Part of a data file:
━━━━━━━━━━

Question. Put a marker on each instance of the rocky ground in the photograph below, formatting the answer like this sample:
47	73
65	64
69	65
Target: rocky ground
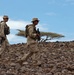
55	58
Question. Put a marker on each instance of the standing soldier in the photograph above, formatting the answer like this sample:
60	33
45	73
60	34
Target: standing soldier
32	38
4	30
31	32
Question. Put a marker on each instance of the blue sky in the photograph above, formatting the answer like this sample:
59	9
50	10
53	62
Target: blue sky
54	15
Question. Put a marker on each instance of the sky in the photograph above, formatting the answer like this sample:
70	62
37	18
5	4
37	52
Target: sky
54	15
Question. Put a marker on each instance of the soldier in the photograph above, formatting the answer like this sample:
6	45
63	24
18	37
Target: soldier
31	32
4	30
31	35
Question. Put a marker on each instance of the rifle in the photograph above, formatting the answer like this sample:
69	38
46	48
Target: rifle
38	36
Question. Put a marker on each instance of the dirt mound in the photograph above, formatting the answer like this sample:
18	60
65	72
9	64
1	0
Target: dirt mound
55	58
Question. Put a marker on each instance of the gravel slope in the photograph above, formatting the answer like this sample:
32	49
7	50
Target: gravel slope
55	58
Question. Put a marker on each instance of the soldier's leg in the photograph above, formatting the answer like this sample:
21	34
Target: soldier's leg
7	43
2	48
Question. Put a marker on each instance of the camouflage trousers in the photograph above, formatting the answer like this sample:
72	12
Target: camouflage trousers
3	46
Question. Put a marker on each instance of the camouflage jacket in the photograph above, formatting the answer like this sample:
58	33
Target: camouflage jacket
31	37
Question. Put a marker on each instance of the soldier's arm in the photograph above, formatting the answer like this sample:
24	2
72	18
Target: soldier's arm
31	32
2	29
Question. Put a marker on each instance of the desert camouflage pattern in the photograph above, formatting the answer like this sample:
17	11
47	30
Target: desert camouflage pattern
31	38
5	42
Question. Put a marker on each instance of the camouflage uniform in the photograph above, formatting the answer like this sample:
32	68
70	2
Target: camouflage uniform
5	41
31	38
32	43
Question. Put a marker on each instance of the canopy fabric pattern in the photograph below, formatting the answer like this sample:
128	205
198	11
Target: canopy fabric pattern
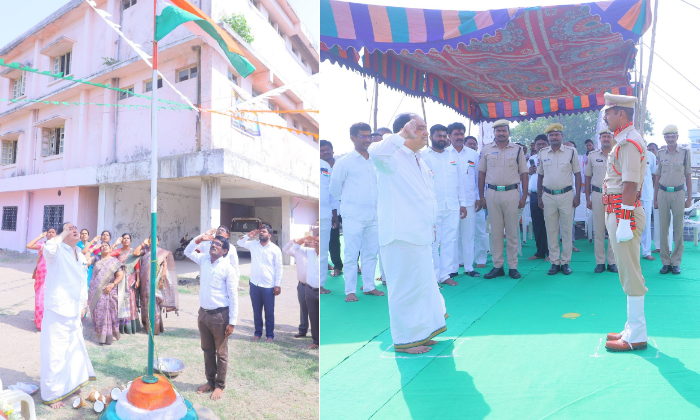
516	64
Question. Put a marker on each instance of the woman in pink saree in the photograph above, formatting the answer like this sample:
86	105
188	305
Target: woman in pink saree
40	275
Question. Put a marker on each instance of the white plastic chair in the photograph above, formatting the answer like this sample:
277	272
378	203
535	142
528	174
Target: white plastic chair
26	402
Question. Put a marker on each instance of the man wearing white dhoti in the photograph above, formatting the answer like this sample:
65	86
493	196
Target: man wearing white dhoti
406	212
65	365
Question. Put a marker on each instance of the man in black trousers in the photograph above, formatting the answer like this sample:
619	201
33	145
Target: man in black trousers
537	214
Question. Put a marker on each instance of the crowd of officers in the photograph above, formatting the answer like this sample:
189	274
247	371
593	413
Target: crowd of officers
467	185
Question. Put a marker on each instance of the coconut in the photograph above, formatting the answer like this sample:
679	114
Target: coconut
94	395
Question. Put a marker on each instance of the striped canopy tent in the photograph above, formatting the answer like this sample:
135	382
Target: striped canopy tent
517	64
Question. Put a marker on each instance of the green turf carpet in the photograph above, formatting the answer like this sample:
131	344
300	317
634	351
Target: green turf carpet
508	352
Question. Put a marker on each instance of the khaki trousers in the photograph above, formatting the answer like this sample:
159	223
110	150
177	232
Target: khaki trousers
559	209
599	230
627	254
671	204
503	214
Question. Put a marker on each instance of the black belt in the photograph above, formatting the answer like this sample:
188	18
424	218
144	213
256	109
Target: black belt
215	311
557	192
503	187
671	189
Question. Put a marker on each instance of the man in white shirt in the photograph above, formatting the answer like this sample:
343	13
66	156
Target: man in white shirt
406	212
449	194
481	242
265	279
539	230
354	183
328	220
65	365
218	308
300	261
466	164
309	248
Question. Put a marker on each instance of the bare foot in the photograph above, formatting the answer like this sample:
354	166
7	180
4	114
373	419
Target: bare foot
414	350
217	394
58	404
204	388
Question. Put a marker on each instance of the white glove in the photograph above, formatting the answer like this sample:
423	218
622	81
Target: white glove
624	230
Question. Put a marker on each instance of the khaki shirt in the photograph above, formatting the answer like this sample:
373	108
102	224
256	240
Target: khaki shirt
596	167
673	167
626	162
557	168
502	166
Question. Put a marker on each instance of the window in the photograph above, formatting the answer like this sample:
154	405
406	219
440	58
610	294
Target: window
233	78
149	84
187	74
52	141
126	95
9	152
53	217
62	63
9	218
18	86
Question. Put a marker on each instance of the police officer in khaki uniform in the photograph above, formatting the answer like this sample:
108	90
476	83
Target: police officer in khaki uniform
624	216
594	173
557	197
672	172
501	166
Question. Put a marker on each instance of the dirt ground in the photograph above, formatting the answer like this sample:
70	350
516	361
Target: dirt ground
277	380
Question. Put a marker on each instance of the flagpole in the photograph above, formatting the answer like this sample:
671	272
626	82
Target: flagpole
150	378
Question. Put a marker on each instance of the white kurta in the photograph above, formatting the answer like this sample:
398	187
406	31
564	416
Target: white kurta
65	365
406	211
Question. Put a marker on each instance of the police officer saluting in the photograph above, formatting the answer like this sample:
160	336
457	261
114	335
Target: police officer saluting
501	166
672	172
557	197
595	174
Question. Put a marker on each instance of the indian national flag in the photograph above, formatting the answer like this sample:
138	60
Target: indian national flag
172	13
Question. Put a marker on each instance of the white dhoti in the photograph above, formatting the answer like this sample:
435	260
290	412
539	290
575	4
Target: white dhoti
416	307
65	365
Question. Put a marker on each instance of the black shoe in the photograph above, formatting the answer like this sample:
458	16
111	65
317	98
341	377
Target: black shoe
565	269
495	272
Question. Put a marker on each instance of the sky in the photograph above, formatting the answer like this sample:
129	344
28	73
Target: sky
345	101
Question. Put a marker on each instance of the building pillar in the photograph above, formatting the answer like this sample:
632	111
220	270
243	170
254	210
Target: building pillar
210	204
285	233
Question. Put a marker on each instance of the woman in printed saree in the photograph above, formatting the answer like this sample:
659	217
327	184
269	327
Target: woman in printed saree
128	312
103	300
40	275
167	299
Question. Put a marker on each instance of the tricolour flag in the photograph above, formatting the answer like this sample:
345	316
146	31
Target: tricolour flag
172	13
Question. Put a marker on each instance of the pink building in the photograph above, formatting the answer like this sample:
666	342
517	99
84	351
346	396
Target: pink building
89	164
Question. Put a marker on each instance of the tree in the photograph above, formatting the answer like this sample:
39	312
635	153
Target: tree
577	127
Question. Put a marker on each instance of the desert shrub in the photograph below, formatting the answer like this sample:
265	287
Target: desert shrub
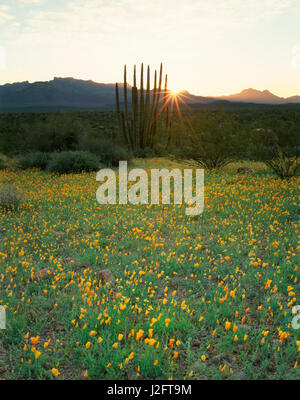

━━━━━━━━━━

#### [Required task]
Gather every line in the data above that contains the string "desert", and copy each one in full.

#### [Written solution]
Question. Put a marker on each instance of the desert camouflage pattern in the photograph above, formatting the answer like this sample:
Target: desert camouflage pattern
Question. Put a marker on each instance of the desert shrub in the photograph below, formatting the answer like this sample:
Target: desert shrub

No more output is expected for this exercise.